Return each line in the records below that includes "hair".

# Available data:
[Start of section]
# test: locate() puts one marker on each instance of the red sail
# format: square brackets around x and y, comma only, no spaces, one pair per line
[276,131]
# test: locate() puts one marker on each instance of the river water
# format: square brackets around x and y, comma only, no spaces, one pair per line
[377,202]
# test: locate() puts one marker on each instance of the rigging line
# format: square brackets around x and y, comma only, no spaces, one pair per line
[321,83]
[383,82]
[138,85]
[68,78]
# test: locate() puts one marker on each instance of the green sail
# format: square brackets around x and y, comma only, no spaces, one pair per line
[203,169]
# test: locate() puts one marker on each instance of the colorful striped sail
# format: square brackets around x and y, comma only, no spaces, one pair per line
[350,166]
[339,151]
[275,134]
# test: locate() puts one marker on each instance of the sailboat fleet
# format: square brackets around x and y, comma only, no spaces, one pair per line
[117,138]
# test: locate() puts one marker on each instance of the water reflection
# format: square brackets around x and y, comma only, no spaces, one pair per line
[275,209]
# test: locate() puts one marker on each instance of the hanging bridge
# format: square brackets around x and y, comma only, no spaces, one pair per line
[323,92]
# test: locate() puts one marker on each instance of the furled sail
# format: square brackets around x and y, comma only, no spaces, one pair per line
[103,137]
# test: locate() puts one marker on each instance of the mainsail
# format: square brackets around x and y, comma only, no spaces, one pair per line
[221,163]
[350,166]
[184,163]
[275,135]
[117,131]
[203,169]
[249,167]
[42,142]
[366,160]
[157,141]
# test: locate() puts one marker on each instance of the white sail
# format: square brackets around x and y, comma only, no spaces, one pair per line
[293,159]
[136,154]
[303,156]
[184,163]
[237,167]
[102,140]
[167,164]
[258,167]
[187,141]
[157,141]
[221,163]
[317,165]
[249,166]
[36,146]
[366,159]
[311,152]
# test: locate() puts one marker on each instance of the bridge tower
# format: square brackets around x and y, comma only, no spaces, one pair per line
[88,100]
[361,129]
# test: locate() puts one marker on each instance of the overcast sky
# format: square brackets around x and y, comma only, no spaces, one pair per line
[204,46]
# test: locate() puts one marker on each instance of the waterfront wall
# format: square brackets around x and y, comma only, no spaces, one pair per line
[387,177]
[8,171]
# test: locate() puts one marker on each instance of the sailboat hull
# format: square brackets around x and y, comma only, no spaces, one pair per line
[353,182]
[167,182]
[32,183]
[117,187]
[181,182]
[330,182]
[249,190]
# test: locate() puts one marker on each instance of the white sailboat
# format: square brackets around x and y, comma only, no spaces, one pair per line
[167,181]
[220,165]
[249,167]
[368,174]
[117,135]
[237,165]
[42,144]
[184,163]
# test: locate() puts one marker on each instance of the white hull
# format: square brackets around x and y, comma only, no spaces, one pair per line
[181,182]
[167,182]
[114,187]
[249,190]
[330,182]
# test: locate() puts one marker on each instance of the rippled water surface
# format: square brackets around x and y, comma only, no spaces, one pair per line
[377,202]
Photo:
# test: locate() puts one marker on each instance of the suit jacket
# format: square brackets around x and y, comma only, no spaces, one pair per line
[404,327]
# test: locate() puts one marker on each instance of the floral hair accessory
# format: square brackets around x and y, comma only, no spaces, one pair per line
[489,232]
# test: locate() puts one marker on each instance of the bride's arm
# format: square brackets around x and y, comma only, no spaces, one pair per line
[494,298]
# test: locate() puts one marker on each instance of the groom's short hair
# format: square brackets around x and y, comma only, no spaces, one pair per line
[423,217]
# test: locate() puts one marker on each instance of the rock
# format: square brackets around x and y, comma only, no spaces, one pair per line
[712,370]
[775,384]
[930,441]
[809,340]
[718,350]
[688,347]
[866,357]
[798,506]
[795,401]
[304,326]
[End of section]
# Finished task:
# test: locate() puts one marker on each instance of the floral hair accessory
# test: locate() puts one marker on each instance of the groom's short hair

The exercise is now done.